Entries for pointing at named objects
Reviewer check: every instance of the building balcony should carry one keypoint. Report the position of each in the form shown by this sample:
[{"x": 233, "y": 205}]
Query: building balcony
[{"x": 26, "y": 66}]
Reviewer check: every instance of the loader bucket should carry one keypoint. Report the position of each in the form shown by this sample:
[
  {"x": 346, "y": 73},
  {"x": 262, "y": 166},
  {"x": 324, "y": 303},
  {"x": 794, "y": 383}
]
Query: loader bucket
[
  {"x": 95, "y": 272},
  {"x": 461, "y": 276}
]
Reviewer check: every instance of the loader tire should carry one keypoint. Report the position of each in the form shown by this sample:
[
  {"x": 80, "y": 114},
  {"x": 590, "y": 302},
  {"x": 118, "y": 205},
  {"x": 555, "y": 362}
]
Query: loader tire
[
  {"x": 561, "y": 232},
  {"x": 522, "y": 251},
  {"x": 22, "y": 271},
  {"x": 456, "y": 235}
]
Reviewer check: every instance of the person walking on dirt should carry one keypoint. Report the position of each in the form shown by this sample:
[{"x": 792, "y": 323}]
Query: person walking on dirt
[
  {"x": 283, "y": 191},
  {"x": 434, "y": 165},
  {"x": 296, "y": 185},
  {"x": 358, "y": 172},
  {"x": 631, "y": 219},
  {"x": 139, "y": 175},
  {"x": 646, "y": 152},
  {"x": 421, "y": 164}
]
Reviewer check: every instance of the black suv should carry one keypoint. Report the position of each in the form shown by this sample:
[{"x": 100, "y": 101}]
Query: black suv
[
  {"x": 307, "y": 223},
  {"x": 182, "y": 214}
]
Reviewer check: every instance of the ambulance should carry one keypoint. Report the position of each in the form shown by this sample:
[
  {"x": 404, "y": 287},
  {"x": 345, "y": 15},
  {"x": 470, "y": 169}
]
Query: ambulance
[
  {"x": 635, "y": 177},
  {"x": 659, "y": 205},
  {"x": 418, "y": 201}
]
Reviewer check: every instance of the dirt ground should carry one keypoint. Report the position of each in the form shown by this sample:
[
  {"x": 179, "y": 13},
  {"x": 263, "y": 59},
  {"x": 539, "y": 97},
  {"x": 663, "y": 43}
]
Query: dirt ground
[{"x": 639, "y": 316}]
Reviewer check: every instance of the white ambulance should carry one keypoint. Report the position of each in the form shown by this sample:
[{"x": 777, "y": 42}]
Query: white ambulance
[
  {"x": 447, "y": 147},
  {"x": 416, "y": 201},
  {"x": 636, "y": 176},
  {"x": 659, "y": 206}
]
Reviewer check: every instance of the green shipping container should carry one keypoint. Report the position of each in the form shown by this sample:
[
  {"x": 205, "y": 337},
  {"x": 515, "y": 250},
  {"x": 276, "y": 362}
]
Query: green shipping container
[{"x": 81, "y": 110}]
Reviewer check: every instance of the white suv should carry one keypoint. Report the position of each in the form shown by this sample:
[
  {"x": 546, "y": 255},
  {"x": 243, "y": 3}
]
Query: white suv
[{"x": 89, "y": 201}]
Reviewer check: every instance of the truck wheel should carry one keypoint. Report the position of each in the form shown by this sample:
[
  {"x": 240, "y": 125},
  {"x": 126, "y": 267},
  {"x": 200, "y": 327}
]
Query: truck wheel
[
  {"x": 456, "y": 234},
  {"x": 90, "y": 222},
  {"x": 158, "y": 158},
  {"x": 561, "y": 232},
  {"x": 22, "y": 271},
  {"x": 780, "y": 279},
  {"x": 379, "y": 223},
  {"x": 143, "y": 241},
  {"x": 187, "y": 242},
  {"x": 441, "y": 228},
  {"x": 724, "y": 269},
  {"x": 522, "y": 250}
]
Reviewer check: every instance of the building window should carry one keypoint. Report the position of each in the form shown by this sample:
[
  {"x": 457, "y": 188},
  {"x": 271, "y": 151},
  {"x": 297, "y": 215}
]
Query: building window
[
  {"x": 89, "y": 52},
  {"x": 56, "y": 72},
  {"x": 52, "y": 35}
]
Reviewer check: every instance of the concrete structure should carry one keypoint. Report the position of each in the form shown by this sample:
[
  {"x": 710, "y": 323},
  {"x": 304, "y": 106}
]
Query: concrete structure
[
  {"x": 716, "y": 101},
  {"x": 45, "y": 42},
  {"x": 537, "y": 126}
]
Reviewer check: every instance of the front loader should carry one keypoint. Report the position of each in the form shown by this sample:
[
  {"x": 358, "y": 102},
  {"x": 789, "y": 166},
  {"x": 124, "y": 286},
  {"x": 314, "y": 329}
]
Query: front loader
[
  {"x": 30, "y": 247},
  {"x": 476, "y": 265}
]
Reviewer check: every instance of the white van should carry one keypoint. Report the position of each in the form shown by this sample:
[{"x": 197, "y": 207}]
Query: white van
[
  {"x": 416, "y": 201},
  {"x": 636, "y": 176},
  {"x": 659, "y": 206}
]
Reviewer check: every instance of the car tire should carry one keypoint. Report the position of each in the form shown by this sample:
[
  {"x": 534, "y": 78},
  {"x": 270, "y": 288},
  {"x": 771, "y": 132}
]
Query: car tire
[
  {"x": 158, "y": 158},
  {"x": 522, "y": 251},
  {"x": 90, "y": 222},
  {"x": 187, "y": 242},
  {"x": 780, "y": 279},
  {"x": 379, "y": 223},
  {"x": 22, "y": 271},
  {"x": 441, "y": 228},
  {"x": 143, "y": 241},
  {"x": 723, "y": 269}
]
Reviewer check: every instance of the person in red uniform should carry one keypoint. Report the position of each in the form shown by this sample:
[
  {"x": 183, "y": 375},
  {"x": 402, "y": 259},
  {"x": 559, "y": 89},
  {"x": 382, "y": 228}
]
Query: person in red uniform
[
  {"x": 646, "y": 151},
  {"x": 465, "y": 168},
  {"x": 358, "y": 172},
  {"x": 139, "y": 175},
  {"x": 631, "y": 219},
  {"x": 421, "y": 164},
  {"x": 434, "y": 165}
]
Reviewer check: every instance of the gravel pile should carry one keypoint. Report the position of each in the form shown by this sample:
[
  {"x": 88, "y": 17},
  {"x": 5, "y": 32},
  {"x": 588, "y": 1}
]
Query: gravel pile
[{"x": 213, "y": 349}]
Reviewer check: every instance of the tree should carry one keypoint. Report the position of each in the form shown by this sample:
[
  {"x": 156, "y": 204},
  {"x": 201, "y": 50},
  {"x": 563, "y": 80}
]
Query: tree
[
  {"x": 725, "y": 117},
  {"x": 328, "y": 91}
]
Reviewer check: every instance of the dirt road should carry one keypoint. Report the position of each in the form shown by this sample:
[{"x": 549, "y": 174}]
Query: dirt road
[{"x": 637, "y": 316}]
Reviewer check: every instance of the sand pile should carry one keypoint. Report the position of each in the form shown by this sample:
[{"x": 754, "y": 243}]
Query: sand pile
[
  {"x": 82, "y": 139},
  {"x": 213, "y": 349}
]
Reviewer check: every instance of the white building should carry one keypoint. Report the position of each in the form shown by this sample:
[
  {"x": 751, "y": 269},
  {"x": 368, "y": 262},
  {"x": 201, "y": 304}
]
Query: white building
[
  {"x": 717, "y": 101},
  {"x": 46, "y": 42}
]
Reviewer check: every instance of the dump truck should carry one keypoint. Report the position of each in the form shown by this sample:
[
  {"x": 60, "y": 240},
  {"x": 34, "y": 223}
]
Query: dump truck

* _Exercise_: Quote these lines exactly as they appear, all of them, from the first to the last.

* _Full answer_:
Reviewer check: every instance of the building balcony should carry one keypoint. Report the position of each in the form shown by this sample:
[{"x": 233, "y": 205}]
Query: building balcony
[{"x": 26, "y": 66}]
Reviewer check: every instance of the loader bucket should carry one keypoint. Report the position of each in the form shown by this sample:
[
  {"x": 346, "y": 73},
  {"x": 262, "y": 166},
  {"x": 324, "y": 303},
  {"x": 794, "y": 383}
]
Query: loader bucket
[
  {"x": 95, "y": 272},
  {"x": 461, "y": 276}
]
Reviewer check: every instance of the loader tire should carry one keypoint. Report the position of each in the form shown by this sample:
[
  {"x": 80, "y": 114},
  {"x": 590, "y": 302},
  {"x": 118, "y": 205},
  {"x": 555, "y": 362}
]
Query: loader tire
[
  {"x": 561, "y": 232},
  {"x": 522, "y": 251},
  {"x": 22, "y": 271},
  {"x": 456, "y": 235}
]
Reviewer check: every instance of the person walking on dirt should carry one keypoint. Report the position of each in the form shown by this sample:
[{"x": 792, "y": 323}]
Query: person walking on dirt
[
  {"x": 283, "y": 191},
  {"x": 434, "y": 165},
  {"x": 296, "y": 185},
  {"x": 358, "y": 172},
  {"x": 631, "y": 219},
  {"x": 139, "y": 175},
  {"x": 646, "y": 152},
  {"x": 421, "y": 164}
]
Reviewer check: every instance of the black suv should carry one keypoint. Report the position of each in the form shown by this sample:
[{"x": 100, "y": 101}]
Query: black suv
[
  {"x": 307, "y": 223},
  {"x": 182, "y": 214}
]
Reviewer check: every instance of the ambulance should carry one keypoint. Report the position of each in the form shown by this sample:
[
  {"x": 404, "y": 287},
  {"x": 345, "y": 15},
  {"x": 470, "y": 169}
]
Query: ambulance
[
  {"x": 635, "y": 177},
  {"x": 659, "y": 205},
  {"x": 418, "y": 201}
]
Reviewer check: every instance of the dirt ground should carry one keypoint. Report the position of each in the form shown by this sample:
[
  {"x": 179, "y": 13},
  {"x": 263, "y": 59},
  {"x": 539, "y": 97},
  {"x": 663, "y": 43}
]
Query: dirt ground
[{"x": 639, "y": 316}]
Reviewer check: every instance of the white ambulance should carry one keypoint. Report the position of each in the form shown by this sample:
[{"x": 777, "y": 42}]
Query: white ambulance
[
  {"x": 447, "y": 147},
  {"x": 416, "y": 201},
  {"x": 636, "y": 176},
  {"x": 659, "y": 206}
]
Reviewer check: every instance of the green shipping container should carry one keypoint. Report the position of each in the form shown by this sample:
[
  {"x": 205, "y": 337},
  {"x": 515, "y": 250},
  {"x": 276, "y": 362}
]
Query: green shipping container
[{"x": 81, "y": 110}]
Reviewer check: every instance of the white suv should carry one keypoint. Report the position of each in the form shown by this sample:
[
  {"x": 546, "y": 255},
  {"x": 243, "y": 3}
]
Query: white suv
[{"x": 89, "y": 201}]
Reviewer check: every instance of the truck wheel should carry one keypoint. Report the position of each in the form shown by this sample:
[
  {"x": 240, "y": 125},
  {"x": 126, "y": 267},
  {"x": 200, "y": 327}
]
Query: truck wheel
[
  {"x": 456, "y": 234},
  {"x": 90, "y": 222},
  {"x": 158, "y": 158},
  {"x": 561, "y": 232},
  {"x": 22, "y": 271},
  {"x": 780, "y": 279},
  {"x": 379, "y": 223},
  {"x": 143, "y": 241},
  {"x": 187, "y": 242},
  {"x": 441, "y": 228},
  {"x": 724, "y": 269},
  {"x": 522, "y": 250}
]
Reviewer check: every instance of the building window should carry one keypoint. Report the position of each in the form shown by this sample:
[
  {"x": 457, "y": 188},
  {"x": 271, "y": 151},
  {"x": 297, "y": 215}
]
Query: building window
[
  {"x": 89, "y": 52},
  {"x": 56, "y": 72},
  {"x": 52, "y": 35}
]
Reviewer check: every instance of the concrete structure should carry one keypoint. Report the position of each in the form shown by this sample:
[
  {"x": 710, "y": 323},
  {"x": 304, "y": 106}
]
Query: concrete structure
[
  {"x": 716, "y": 101},
  {"x": 45, "y": 42},
  {"x": 537, "y": 126}
]
Reviewer check: every instance of the front loader should carry one keypoint. Report the position of each in the form shown by this sample:
[
  {"x": 358, "y": 102},
  {"x": 789, "y": 166},
  {"x": 124, "y": 286},
  {"x": 314, "y": 329}
]
Query: front loader
[
  {"x": 30, "y": 247},
  {"x": 476, "y": 265}
]
Reviewer check: every instance of the white van should carry one keypoint. Report the position of each in the form shown by this sample:
[{"x": 197, "y": 207}]
Query: white van
[
  {"x": 416, "y": 201},
  {"x": 636, "y": 176},
  {"x": 659, "y": 206}
]
Reviewer check: every instance of the car tire should carry one keypoint. Report the position of each in the form shown by this sample:
[
  {"x": 534, "y": 78},
  {"x": 270, "y": 288},
  {"x": 771, "y": 132}
]
Query: car tire
[
  {"x": 158, "y": 158},
  {"x": 522, "y": 251},
  {"x": 90, "y": 222},
  {"x": 187, "y": 242},
  {"x": 780, "y": 279},
  {"x": 379, "y": 223},
  {"x": 22, "y": 271},
  {"x": 441, "y": 228},
  {"x": 143, "y": 241},
  {"x": 723, "y": 269}
]
Reviewer check: every instance of the person in red uniform should carry one keypoint. Report the position of each in the form shown by this sample:
[
  {"x": 183, "y": 375},
  {"x": 402, "y": 259},
  {"x": 559, "y": 89},
  {"x": 382, "y": 228}
]
Query: person in red uniform
[
  {"x": 646, "y": 151},
  {"x": 465, "y": 168},
  {"x": 358, "y": 172},
  {"x": 139, "y": 175},
  {"x": 631, "y": 219},
  {"x": 421, "y": 164},
  {"x": 434, "y": 165}
]
Reviewer check: every instance of the gravel pile should carry one keypoint. Report the position of each in the form shown by this sample:
[
  {"x": 88, "y": 17},
  {"x": 5, "y": 32},
  {"x": 588, "y": 1}
]
Query: gravel pile
[{"x": 213, "y": 349}]
Reviewer check: every instance of the tree should carry one keypoint. Report the position of each in the form shown by this sample:
[
  {"x": 156, "y": 204},
  {"x": 201, "y": 50},
  {"x": 563, "y": 80}
]
Query: tree
[
  {"x": 725, "y": 117},
  {"x": 328, "y": 91}
]
Reviewer check: every instance of the dirt road should carry one keypoint. Report the position of each in the form shown by this sample:
[{"x": 549, "y": 174}]
Query: dirt road
[{"x": 637, "y": 316}]
Reviewer check: every instance of the sand pile should carry one keypoint. Report the position of each in the form shown by this sample:
[{"x": 754, "y": 243}]
Query: sand pile
[
  {"x": 82, "y": 139},
  {"x": 213, "y": 349}
]
Reviewer check: every instance of the white building should carry one keypoint. Report the position of each in the form shown by this sample:
[
  {"x": 751, "y": 269},
  {"x": 368, "y": 262},
  {"x": 201, "y": 304}
]
Query: white building
[
  {"x": 717, "y": 101},
  {"x": 46, "y": 42}
]
Reviewer check: every instance of the dump truck should carry one keypoint. Report the position of each in the form shown by this sample:
[
  {"x": 60, "y": 240},
  {"x": 34, "y": 223}
]
Query: dump truck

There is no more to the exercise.